### The request:
Rewrite the paragraph in the coin comments below that begins "These are circulation-quality quarters" as a brief list that keeps its main facts.

These are circulation-quality quarters – the same as those made for circulation. The coins in the rolls have been spun around in a counting machine & the quarters are just thrown in the bags, therefore they have scratches. They are just good enough to put in albums for kids or beginners.



It would be nice if the United States mint would do the same as the RCM and hold a coin exchange program. Bring in old circulation coins and receive new circulation coins instead. Great way to bring in the kids.


Seth – point well-taken, however this big kid here saves the shiny new quarters from his pocket change and puts them into a jar – even though these are ‘circulation-quality.’ (Well…coins are FUN!)

Eventually these coins will likely find their way into a coin album and into a kid’s hands,with the extras ending up being released into circulation.

Seth Riesling

Mammoth –

Good way to save money for sure! And you might find an error quarter looking through them.

### Information supplied:
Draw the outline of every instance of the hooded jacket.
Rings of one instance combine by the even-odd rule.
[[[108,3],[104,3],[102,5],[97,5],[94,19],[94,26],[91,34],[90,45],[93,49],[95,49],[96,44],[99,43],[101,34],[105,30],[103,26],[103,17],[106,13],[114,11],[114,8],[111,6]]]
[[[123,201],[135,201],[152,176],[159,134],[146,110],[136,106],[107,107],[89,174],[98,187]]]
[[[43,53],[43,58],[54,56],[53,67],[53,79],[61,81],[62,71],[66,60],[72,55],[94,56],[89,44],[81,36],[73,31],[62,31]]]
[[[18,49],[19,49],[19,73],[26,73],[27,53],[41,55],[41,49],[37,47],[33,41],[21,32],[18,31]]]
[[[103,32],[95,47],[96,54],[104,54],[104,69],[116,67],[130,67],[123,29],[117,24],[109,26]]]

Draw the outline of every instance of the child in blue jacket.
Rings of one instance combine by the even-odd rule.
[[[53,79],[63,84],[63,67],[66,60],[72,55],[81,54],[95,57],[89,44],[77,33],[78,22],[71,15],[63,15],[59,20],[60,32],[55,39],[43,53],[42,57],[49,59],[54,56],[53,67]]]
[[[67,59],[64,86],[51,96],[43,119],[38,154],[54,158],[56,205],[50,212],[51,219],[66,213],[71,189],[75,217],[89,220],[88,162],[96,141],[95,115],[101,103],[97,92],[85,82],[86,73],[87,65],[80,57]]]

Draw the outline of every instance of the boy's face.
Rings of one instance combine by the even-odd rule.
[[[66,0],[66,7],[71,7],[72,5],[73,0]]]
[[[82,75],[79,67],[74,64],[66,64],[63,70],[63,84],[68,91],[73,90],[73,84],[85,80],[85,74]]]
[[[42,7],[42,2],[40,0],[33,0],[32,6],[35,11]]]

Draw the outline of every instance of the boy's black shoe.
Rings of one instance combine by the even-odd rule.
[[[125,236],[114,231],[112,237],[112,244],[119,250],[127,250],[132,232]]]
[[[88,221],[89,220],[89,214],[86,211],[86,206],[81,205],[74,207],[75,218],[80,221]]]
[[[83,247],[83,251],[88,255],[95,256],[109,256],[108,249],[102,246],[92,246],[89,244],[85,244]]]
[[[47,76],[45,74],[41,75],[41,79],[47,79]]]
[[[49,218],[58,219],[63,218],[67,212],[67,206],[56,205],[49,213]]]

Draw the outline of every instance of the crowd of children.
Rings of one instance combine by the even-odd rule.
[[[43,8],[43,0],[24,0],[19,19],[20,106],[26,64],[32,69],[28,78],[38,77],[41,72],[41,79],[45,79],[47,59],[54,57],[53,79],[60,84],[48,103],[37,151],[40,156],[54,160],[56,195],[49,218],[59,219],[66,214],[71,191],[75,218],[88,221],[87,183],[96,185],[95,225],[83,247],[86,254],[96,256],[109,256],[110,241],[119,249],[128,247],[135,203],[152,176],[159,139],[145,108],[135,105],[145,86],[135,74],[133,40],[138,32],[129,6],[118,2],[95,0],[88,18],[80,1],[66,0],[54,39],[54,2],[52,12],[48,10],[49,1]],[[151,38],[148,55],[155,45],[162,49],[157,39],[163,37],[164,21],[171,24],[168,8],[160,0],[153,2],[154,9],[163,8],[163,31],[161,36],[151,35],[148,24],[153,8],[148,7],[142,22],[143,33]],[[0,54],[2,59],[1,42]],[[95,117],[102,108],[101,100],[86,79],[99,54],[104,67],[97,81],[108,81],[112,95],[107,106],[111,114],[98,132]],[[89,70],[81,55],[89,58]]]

### Output of the task:
- The quarters are circulation quality, the same as those made for circulation.
- The coins in the rolls were spun in a counting machine, and the quarters were thrown into bags, so they have scratches.
- They are good enough only for albums for kids or beginners.